┏━━
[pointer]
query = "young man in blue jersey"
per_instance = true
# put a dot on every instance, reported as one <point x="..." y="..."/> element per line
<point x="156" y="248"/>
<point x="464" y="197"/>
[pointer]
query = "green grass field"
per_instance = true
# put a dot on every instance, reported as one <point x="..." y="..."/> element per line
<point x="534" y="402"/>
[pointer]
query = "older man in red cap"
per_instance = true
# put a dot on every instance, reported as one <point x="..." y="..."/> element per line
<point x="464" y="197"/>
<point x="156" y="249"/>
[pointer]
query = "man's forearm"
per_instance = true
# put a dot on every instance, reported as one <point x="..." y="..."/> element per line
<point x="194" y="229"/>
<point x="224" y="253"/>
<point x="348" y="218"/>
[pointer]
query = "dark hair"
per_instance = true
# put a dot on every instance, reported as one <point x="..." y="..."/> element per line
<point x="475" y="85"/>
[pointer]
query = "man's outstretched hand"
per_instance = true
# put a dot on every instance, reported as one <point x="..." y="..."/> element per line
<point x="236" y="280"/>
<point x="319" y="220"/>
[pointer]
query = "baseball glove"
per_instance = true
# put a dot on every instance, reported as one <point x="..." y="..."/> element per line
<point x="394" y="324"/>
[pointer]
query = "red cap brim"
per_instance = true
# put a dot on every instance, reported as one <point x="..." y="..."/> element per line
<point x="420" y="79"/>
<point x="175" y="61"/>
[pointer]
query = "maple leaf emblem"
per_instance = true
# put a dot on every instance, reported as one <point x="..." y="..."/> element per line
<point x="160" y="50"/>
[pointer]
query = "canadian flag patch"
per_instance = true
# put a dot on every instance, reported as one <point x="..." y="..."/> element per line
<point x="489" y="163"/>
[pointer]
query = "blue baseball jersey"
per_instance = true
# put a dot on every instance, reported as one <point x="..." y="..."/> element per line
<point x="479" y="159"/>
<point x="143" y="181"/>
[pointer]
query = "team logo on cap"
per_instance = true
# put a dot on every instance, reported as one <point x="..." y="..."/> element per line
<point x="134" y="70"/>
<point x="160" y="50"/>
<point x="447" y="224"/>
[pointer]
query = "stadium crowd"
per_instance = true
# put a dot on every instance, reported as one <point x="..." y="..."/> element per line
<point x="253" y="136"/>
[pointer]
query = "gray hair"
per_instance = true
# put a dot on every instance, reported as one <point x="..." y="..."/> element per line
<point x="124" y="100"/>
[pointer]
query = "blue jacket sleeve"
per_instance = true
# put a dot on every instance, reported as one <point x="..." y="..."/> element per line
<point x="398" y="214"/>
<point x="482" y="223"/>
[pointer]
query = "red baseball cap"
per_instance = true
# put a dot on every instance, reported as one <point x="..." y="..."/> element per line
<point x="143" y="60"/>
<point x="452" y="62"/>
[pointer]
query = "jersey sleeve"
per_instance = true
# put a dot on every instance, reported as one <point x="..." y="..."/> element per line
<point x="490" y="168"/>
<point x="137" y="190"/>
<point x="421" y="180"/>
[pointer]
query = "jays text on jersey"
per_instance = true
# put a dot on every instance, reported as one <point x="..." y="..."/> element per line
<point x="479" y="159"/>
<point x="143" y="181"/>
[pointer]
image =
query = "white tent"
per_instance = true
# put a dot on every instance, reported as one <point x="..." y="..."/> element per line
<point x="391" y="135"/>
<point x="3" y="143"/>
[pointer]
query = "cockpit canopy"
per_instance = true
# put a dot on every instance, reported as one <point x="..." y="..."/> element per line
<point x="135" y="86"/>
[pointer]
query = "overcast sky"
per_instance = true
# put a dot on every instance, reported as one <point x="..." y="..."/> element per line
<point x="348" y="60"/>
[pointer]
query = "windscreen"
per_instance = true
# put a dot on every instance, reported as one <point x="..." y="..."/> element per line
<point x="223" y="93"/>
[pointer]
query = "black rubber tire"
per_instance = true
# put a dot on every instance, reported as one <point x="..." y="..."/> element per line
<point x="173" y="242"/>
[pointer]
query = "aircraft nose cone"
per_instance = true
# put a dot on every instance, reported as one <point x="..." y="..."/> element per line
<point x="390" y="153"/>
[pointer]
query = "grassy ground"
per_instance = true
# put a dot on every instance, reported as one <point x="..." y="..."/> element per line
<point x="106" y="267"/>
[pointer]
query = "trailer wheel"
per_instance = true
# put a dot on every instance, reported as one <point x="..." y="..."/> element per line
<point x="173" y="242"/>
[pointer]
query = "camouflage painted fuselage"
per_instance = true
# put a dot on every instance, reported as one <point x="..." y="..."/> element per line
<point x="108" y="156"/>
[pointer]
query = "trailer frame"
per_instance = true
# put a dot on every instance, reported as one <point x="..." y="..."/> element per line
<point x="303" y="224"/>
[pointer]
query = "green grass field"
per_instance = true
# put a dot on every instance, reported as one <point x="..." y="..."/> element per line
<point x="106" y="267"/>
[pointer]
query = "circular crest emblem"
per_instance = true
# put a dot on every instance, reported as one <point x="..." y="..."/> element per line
┗━━
**INSTRUCTIONS TO FOLLOW**. How many lines in the material above contain the string "sleeve"? Give only the number.

**RESPONSE**. 2